> **What to work on**:
(1) List the three approaches to renaming the variables that Eddie Drapkin mentions in the thread.
(2) Reproduce the thread from "Are any of these variables created" to "the underscore system.".

> **Excerpt**:
Renaming all variables in a repository

Renaming all variables in a repository

am 23.07.2009 18:56:51 von Eddie Drapkin

Hey all,
we've got a repository here at work, with something like 55,000 files
in it. For the last few years, we've been naming $variables_like_this
and functions_the_same($way_too). And now we've decided to switch to
camelCasing everything and I've been tasked with somehow determining
if it's possible to automate this process. Usually, I'd just use the
IDE refactoring functionality, but doing it on a
per-method/per-function and a per-variable basis would take weeks, if
not longer, not to mention driving everyone insane.

I've tried with regular expressions, but I can't make them smart
enough to distinguish between builtins and userland code. I've looked
at the tokenizer and it seems to be the right way forward, but that's
also a huge project to get that to work.

I was wondering if anyone had had any experience doing this and could
either point me in the right direction or just down and out tell me
how to do it.

Thanks so much
--Eddie

--
PHP General Mailing List (http://www.php.net/)
To unsubscribe, visit: http://www.php.net/unsub.php

Re: Renaming all variables in a repository

am 23.07.2009 19:06:53 von Robert Cummings

Eddie Drapkin wrote:
> Hey all,
> we've got a repository here at work, with something like 55,000 files
> in it. For the last few years, we've been naming $variables_like_this
> and functions_the_same($way_too). And now we've decided to switch to
> camelCasing everything and I've been tasked with somehow determining
> if it's possible to automate this process. Usually, I'd just use the
> IDE refactoring functionality, but doing it on a
> per-method/per-function and a per-variable basis would take weeks, if
> not longer, not to mention driving everyone insane.
>
> I've tried with regular expressions, but I can't make them smart
> enough to distinguish between builtins and userland code. I've looked
> at the tokenizer and it seems to be the right way forward, but that's
> also a huge project to get that to work.
>
> I was wondering if anyone had had any experience doing this and could
> either point me in the right direction or just down and out tell me
> how to do it.

Are any of these variables created by exporting an array to variables?
Are any of these variables global or otherwise and subsequently accessed
via an array and key? It may not just be a case of finding and replacing
variable names. It may also be a case of finding and replacing any array
keys that also follow the underscore system.

Cheers,
Rob.

> **Data lines**:
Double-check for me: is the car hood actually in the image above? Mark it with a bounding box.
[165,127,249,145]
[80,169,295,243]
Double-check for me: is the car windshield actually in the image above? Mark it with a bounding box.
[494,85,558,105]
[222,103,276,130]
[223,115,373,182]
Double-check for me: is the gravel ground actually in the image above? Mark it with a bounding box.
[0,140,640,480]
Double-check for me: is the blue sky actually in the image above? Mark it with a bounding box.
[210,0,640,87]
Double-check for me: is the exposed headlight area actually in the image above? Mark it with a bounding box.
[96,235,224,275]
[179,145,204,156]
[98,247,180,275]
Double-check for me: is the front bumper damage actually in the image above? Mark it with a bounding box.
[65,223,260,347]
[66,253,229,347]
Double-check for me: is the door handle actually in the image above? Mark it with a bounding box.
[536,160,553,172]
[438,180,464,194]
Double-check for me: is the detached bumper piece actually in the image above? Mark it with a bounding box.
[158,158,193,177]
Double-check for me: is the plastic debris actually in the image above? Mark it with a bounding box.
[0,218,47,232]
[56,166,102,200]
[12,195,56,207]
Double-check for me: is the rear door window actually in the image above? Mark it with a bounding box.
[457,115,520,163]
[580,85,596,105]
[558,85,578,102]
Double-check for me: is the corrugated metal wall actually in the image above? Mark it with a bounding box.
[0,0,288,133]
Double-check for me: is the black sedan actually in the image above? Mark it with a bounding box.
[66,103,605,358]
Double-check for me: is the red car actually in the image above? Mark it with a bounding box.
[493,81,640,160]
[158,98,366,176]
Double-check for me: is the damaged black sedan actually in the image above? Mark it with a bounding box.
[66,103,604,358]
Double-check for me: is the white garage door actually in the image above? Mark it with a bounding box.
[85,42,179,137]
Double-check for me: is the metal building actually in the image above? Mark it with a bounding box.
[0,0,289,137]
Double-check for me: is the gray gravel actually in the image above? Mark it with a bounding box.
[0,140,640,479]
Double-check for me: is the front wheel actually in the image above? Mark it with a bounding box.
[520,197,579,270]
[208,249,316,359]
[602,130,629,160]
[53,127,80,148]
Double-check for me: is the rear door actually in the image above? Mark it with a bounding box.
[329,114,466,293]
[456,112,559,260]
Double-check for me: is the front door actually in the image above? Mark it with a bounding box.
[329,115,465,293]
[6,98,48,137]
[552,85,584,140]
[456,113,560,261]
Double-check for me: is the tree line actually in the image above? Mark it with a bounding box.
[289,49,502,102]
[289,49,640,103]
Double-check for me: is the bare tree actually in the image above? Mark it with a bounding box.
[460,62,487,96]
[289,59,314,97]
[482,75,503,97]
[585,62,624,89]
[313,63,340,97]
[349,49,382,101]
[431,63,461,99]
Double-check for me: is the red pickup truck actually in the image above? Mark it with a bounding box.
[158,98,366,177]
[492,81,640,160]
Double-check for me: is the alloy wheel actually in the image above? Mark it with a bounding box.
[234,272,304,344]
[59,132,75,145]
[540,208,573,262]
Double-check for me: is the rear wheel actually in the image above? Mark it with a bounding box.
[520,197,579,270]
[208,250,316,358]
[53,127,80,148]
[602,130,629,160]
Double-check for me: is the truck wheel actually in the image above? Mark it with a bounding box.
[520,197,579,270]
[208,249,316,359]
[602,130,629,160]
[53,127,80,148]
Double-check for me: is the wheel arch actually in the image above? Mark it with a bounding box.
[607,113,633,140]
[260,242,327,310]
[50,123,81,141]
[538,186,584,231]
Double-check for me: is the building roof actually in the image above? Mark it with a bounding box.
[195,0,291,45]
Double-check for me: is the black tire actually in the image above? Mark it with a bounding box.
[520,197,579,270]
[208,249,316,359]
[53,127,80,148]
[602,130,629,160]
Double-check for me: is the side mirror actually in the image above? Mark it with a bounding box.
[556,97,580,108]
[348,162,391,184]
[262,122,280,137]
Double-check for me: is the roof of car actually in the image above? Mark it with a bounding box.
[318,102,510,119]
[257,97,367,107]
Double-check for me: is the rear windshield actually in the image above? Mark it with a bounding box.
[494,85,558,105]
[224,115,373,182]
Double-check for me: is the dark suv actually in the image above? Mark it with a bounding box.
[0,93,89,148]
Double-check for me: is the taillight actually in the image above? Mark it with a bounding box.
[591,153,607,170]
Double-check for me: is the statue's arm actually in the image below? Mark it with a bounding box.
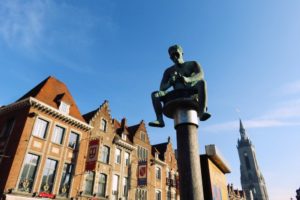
[184,61,204,83]
[159,70,173,91]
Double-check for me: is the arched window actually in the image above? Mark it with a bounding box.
[100,145,110,164]
[98,174,107,197]
[84,172,95,195]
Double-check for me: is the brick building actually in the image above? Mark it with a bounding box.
[0,77,91,199]
[227,184,246,200]
[200,145,230,200]
[0,77,178,200]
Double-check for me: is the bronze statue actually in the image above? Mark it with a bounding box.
[149,45,210,127]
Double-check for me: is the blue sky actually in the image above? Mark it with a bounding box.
[0,0,300,200]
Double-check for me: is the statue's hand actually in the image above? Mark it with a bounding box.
[170,75,177,85]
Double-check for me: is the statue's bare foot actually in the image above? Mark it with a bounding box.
[149,120,165,128]
[199,112,211,121]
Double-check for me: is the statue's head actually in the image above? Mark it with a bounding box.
[168,44,184,64]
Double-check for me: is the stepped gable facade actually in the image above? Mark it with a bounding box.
[0,76,179,200]
[0,76,91,199]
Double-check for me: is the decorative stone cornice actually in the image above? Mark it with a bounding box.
[0,97,93,131]
[114,136,137,151]
[151,158,167,166]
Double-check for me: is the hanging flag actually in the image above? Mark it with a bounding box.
[85,139,99,171]
[138,161,147,186]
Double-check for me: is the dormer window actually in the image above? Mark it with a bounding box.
[141,132,146,142]
[100,119,107,132]
[59,101,70,114]
[122,133,127,140]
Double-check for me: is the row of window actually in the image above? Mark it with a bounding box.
[18,153,73,197]
[84,172,129,199]
[100,145,130,166]
[32,118,79,149]
[137,146,148,160]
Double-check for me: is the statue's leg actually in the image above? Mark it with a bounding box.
[149,91,165,127]
[195,80,210,121]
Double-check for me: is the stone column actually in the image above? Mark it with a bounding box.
[163,91,204,200]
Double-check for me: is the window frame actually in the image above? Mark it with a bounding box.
[115,148,122,164]
[0,117,16,138]
[100,118,107,132]
[58,101,71,115]
[124,151,130,166]
[58,163,74,197]
[84,171,96,196]
[68,130,80,150]
[39,158,58,193]
[51,124,67,145]
[97,173,107,197]
[17,152,41,193]
[100,145,110,164]
[31,116,51,139]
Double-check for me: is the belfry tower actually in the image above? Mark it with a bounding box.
[237,120,269,200]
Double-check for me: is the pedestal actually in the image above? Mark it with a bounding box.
[163,90,204,200]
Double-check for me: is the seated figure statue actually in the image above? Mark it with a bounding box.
[149,45,210,127]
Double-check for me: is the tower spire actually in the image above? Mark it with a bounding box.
[240,119,247,140]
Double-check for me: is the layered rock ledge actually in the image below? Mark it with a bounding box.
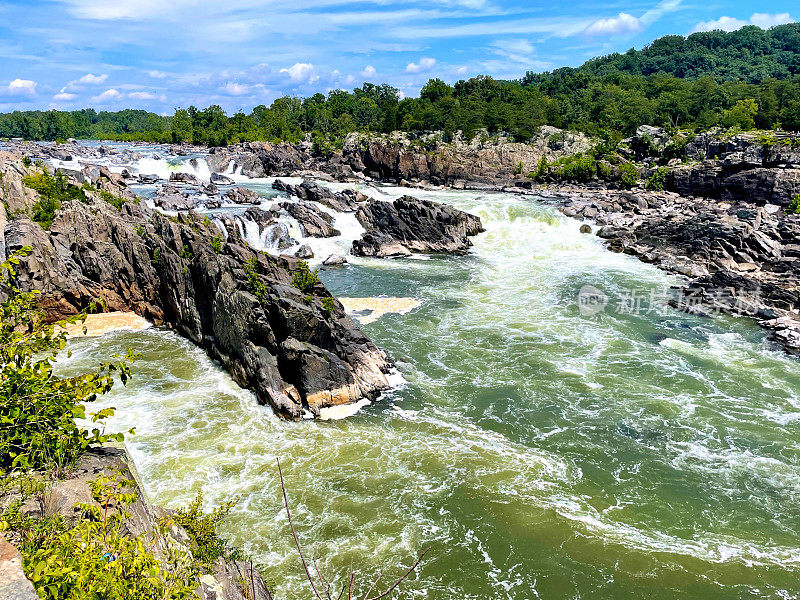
[0,153,391,419]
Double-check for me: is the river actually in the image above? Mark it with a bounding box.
[54,156,800,600]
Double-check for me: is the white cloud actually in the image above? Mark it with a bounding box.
[220,81,250,96]
[6,79,39,96]
[406,56,436,73]
[281,63,319,84]
[91,88,122,104]
[691,13,794,33]
[583,13,644,36]
[128,92,158,100]
[53,87,78,102]
[73,73,108,85]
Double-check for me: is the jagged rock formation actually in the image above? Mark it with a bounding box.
[0,447,270,600]
[341,127,592,187]
[272,179,367,212]
[548,189,800,354]
[278,201,342,237]
[352,196,484,258]
[0,154,390,419]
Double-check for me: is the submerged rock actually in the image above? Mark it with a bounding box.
[352,196,484,257]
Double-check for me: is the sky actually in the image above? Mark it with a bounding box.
[0,0,800,114]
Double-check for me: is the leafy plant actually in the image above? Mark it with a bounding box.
[786,194,800,215]
[242,256,267,302]
[0,246,133,469]
[619,163,639,189]
[646,167,669,192]
[173,493,242,568]
[292,260,319,294]
[22,169,86,229]
[9,473,198,600]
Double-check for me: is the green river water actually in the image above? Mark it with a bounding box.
[62,189,800,600]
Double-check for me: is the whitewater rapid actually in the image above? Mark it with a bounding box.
[54,144,800,600]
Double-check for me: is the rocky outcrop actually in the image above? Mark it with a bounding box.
[341,127,592,187]
[540,189,800,354]
[0,447,270,600]
[279,201,342,238]
[352,196,484,258]
[4,155,390,419]
[272,179,367,212]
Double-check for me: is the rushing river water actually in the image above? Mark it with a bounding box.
[56,183,800,600]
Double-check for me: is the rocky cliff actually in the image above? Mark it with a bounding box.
[0,154,390,419]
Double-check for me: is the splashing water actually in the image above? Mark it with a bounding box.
[54,182,800,600]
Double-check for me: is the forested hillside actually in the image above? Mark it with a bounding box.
[0,23,800,146]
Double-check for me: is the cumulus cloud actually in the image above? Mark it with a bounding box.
[584,13,644,36]
[691,13,794,33]
[406,56,436,73]
[5,79,39,96]
[91,88,122,104]
[281,63,319,84]
[220,81,250,96]
[128,92,158,100]
[73,73,108,85]
[53,88,78,102]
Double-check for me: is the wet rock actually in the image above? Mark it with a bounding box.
[352,196,484,257]
[211,173,234,185]
[322,254,347,267]
[225,186,261,204]
[294,244,314,260]
[3,155,390,419]
[279,201,341,238]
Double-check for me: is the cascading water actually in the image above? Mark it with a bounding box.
[57,180,800,600]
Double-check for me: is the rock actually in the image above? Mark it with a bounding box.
[0,533,39,600]
[322,254,347,267]
[211,173,235,185]
[279,201,341,238]
[169,173,200,185]
[4,155,391,419]
[294,244,314,260]
[225,186,261,204]
[352,196,484,257]
[272,179,366,212]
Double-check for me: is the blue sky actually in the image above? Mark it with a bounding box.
[0,0,800,114]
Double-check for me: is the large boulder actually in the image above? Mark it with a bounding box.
[4,157,390,419]
[279,201,342,238]
[352,196,484,257]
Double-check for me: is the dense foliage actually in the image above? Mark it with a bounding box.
[0,247,130,469]
[0,473,199,600]
[0,23,800,145]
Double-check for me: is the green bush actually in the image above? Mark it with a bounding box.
[619,163,639,189]
[242,256,267,302]
[22,169,86,229]
[646,167,669,192]
[173,493,242,568]
[292,260,319,294]
[211,235,222,254]
[0,247,133,469]
[0,474,199,600]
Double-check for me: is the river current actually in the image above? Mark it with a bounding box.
[54,146,800,600]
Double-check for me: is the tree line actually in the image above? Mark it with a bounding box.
[0,24,800,146]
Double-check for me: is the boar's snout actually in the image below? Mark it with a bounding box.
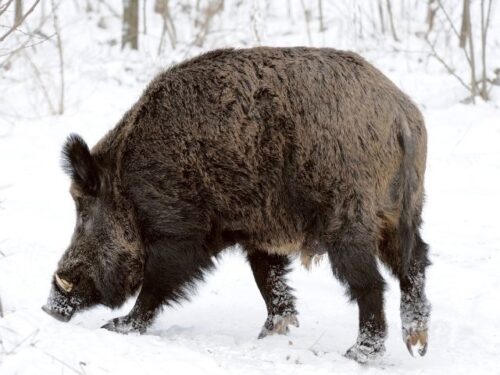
[42,286,79,322]
[42,305,71,322]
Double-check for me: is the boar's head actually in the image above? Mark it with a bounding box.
[42,135,144,321]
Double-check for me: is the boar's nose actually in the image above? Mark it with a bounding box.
[42,286,78,322]
[42,305,71,322]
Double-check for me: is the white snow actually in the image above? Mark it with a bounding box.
[0,0,500,375]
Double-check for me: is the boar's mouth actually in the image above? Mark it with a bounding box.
[42,285,81,322]
[42,305,72,323]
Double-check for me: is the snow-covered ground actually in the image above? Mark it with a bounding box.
[0,1,500,375]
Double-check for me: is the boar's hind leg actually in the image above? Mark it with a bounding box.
[248,250,299,338]
[102,241,214,333]
[328,226,386,363]
[379,229,431,356]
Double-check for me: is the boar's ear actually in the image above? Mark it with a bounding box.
[61,134,100,195]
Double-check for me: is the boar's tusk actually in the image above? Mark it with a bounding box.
[56,273,73,293]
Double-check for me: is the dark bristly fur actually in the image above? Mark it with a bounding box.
[44,47,429,362]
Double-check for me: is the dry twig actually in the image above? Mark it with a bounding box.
[0,0,40,42]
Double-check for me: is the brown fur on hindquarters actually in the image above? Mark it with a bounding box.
[43,47,426,364]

> **Written responses**:
(1) IDE refactoring functionality, regular expressions, the tokenizer

(2)
Are any of these variables created by exporting an array to variables?
Are any of these variables global or otherwise and subsequently accessed
via an array and key? It may not just be a case of finding and replacing
variable names. It may also be a case of finding and replacing any array
keys that also follow the underscore system.